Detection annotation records
>> begin

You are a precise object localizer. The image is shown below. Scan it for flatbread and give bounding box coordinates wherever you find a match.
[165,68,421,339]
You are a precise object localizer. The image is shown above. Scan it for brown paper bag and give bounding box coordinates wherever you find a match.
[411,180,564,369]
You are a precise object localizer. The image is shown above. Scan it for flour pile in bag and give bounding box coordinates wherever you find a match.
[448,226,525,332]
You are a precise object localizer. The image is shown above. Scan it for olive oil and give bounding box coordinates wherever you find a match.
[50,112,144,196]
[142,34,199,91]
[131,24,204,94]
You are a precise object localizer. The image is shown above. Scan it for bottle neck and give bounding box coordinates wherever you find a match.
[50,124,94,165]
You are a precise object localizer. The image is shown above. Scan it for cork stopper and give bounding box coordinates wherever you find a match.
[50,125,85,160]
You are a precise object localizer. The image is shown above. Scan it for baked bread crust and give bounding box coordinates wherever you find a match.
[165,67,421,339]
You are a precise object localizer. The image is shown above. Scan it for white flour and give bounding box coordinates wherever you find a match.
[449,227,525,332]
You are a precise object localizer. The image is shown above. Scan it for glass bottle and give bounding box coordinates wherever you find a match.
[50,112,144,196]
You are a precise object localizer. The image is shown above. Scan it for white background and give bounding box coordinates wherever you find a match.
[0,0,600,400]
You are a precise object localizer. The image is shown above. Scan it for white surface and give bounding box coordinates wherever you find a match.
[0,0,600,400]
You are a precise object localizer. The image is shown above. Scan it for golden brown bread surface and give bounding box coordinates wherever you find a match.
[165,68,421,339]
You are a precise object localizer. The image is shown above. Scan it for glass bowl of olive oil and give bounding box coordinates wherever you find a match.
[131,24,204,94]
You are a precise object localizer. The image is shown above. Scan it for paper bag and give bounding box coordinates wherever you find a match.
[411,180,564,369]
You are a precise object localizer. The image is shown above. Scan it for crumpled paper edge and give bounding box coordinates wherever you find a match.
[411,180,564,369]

>> end

SET EXERCISE
Can you reproduce every line in full, starting at the line that contains "for glass bowl" and ending with the last of the entries, with each bounding box coordinate offset by 103?

WORKED SOLUTION
You are a precise object localizer. The image is shown above. Scan it for glass bowl of olive oil and give bounding box coordinates wherever you find a match.
[234,127,307,197]
You are a precise object localizer. The image is shown above. Scan it for paper bag and give bounding box coordinates wherever you find a match.
[514,283,667,472]
You are a precise object localizer. The image is shown above. Scan it for crumpled paper edge and give bounding box coordinates wherever you find a match.
[514,283,667,472]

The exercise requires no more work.